— WHAT TO WORK ON —
Would you give the entries below again, precisely as they are written?

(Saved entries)
=====
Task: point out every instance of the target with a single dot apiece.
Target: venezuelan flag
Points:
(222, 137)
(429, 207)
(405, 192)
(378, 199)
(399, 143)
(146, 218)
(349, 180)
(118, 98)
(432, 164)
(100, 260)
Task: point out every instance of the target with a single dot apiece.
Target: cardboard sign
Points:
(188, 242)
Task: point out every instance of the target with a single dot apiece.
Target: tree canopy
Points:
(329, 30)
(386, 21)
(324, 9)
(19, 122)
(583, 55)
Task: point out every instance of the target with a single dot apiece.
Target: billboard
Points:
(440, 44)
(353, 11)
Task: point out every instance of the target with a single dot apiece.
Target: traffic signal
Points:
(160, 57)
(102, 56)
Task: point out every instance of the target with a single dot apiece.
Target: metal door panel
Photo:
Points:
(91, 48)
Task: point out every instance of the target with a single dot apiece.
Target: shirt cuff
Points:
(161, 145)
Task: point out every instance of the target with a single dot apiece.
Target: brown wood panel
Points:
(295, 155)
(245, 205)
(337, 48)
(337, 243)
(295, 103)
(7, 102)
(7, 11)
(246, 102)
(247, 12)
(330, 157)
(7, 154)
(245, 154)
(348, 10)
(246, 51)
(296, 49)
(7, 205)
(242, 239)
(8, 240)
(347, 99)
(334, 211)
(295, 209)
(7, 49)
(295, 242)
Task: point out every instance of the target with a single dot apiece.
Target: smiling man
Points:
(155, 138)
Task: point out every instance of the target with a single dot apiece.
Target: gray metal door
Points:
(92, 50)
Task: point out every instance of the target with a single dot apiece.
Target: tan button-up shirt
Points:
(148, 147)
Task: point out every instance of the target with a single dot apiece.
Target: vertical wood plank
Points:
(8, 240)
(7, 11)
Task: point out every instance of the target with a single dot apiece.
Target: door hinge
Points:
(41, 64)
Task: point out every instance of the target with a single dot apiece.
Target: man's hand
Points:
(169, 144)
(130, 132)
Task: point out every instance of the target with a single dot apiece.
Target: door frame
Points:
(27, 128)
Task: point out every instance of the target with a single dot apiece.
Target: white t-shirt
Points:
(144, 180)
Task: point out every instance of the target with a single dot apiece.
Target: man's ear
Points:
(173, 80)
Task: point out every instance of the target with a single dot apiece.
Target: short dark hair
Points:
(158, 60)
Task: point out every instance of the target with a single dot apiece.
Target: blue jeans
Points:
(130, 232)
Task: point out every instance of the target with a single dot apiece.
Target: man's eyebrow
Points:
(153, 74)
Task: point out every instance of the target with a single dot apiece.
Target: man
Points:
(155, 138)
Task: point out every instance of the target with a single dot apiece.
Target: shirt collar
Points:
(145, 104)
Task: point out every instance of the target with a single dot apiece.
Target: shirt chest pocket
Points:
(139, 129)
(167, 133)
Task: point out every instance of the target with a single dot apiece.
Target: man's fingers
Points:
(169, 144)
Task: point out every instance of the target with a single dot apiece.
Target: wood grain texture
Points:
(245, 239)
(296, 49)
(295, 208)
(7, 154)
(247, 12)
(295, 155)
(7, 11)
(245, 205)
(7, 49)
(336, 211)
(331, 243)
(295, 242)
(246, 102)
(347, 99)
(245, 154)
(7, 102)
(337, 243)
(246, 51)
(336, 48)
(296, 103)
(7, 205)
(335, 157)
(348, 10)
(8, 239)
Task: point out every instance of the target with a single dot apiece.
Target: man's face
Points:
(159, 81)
=====
— RESPONSE TO THIS TASK —
Task: point out every instance of the target with a single dot apiece.
Target: venezuelan flag
Points:
(222, 137)
(429, 207)
(405, 192)
(378, 199)
(399, 143)
(146, 218)
(349, 180)
(118, 98)
(432, 164)
(100, 260)
Task: point out every instance of the target with a single dot apiece.
Target: cardboard sign
Points:
(188, 242)
Task: point out every instance of the target with a single dot apiece.
Target: tree canopy
Points:
(329, 30)
(386, 21)
(324, 9)
(19, 122)
(583, 55)
Task: point out every instance of the target with a single dot apiece.
Target: billboard
Points:
(440, 44)
(353, 11)
Task: point out every instance of the target with a single dot apiece.
Target: traffic signal
Points:
(160, 57)
(102, 56)
Task: point out every instance of the target with a single dot apiece.
Target: metal door panel
Photo:
Points:
(91, 48)
Task: point out every instance of the target with a single dot apiece.
Target: shirt cuff
Points:
(161, 145)
Task: point out every instance of the target with a single dot apiece.
Target: brown wood panel
Points:
(295, 155)
(245, 205)
(337, 48)
(337, 243)
(295, 103)
(7, 102)
(7, 11)
(246, 102)
(247, 12)
(330, 157)
(7, 154)
(245, 154)
(348, 10)
(246, 51)
(296, 49)
(7, 205)
(242, 239)
(8, 240)
(347, 99)
(334, 211)
(295, 209)
(7, 49)
(295, 242)
Task: point out every instance of the target with a single dot apiece.
Target: smiling man
Points:
(155, 138)
Task: point out every instance of the target with a single dot apiece.
Target: gray metal door
Points:
(92, 50)
Task: point out every instance of the target with a single dot apiece.
Target: tan button-up shirt
Points:
(148, 147)
Task: point out every instance of the target with a single dot apiece.
Target: vertical wood plank
Points:
(8, 240)
(7, 11)
Task: point out every instance of the target with a single dot apiece.
Target: door hinge
Points:
(41, 64)
Task: point out every instance of the target with a single dot apiece.
Target: man's hand
Points:
(169, 144)
(130, 132)
Task: point out every instance of the target with a single dot apiece.
Target: door frame
Points:
(27, 128)
Task: point out every instance of the target with a single dot apiece.
Target: white t-shirt
Points:
(144, 180)
Task: point out every instance of the target with a single dot apiece.
Target: man's ear
Points:
(173, 80)
Task: point out every instance of the target with a single dot apiece.
Target: short dark hair
Points:
(158, 60)
Task: point out every instance of the target with a single dot apiece.
Target: blue jeans
Points:
(130, 232)
Task: point out every instance of the target with a single dot apiece.
Target: man's eyebrow
Points:
(153, 74)
Task: point out every instance of the target with a single dot apiece.
Target: man
Points:
(155, 138)
Task: point out every instance of the target with a single dot apiece.
Target: shirt collar
Points:
(145, 104)
Task: point out every instance of the target with a single dot apiece.
Target: shirt chest pocket
Points:
(139, 129)
(167, 133)
Task: point out every instance of the target with a single dot apiece.
Target: man's fingers
Points:
(169, 144)
Task: point out every instance of the target with a single dot apiece.
Target: wood grain texture
Points:
(245, 239)
(296, 49)
(295, 208)
(7, 154)
(247, 12)
(295, 155)
(7, 11)
(245, 205)
(7, 49)
(336, 211)
(331, 243)
(295, 242)
(246, 102)
(347, 99)
(245, 154)
(7, 102)
(337, 243)
(246, 51)
(336, 48)
(296, 103)
(7, 205)
(335, 157)
(348, 10)
(8, 239)
Task: point out every instance of the target with a single dot apiece.
Target: man's face
Points:
(159, 81)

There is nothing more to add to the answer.